• [Aufgabe]
Schreib die Zeilen der Daten von der Zeile mit „Reviewer note: verify one keypoint per instance of the wooden“ bis einschließlich der letzten Zeile als JSON-Liste von Strings um, einen String pro Zeile. Leerzeilen lässt du weg.

Auszug aus einem Datensatz
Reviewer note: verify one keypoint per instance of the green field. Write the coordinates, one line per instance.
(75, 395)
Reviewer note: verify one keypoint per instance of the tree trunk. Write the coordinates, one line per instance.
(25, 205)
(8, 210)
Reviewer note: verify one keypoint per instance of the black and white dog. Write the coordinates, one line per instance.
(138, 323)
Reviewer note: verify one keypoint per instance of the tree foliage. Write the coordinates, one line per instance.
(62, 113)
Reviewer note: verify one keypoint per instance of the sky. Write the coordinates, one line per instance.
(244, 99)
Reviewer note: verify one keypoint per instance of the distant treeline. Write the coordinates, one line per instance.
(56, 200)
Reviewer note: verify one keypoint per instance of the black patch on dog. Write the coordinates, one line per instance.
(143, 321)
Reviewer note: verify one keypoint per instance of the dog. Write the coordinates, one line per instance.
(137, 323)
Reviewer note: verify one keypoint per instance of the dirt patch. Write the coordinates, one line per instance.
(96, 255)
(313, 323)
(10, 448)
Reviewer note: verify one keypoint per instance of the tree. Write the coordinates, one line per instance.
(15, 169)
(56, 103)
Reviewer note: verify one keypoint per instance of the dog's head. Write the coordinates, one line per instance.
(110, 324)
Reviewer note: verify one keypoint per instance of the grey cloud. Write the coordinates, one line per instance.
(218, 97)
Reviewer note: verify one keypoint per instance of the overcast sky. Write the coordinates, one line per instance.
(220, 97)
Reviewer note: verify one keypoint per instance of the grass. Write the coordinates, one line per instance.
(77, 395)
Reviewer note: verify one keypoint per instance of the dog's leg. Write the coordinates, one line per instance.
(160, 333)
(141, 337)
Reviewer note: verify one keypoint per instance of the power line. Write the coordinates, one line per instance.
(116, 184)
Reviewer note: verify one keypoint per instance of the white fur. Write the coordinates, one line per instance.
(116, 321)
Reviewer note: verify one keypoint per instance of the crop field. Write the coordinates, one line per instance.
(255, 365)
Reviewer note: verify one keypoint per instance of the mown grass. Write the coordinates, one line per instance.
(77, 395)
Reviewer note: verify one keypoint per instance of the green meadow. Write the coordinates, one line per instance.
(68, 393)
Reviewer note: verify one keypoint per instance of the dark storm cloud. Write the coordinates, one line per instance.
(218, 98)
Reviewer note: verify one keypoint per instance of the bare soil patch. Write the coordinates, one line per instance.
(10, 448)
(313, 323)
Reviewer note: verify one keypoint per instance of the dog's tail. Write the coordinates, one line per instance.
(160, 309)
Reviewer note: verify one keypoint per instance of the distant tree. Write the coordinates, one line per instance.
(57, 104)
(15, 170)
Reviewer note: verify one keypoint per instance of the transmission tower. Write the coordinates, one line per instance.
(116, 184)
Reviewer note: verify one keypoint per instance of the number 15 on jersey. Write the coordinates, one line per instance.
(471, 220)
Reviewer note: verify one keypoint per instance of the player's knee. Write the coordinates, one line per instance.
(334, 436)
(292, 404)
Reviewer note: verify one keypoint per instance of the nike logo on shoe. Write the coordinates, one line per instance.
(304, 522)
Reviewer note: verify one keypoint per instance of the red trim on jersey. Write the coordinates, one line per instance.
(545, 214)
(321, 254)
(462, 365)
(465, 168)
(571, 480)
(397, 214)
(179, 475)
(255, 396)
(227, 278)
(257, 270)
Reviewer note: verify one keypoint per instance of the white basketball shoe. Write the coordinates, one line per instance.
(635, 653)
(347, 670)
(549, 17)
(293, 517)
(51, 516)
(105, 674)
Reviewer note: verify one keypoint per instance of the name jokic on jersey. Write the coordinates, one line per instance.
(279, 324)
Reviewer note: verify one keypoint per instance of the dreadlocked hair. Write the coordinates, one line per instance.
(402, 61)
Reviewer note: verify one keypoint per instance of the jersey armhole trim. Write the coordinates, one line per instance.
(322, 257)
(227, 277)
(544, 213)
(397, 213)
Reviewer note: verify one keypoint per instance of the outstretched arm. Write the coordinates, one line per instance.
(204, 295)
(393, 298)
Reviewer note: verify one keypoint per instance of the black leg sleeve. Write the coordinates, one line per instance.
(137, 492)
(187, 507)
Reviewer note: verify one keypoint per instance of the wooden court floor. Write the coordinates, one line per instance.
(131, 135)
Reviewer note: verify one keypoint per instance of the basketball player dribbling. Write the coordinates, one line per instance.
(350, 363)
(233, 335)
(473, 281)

• [Antwort]
[
  "Reviewer note: verify one keypoint per instance of the wooden court floor. Write the coordinates, one line per instance.",
  "(131, 135)",
  "Reviewer note: verify one keypoint per instance of the basketball player dribbling. Write the coordinates, one line per instance.",
  "(350, 363)",
  "(233, 335)",
  "(473, 281)"
]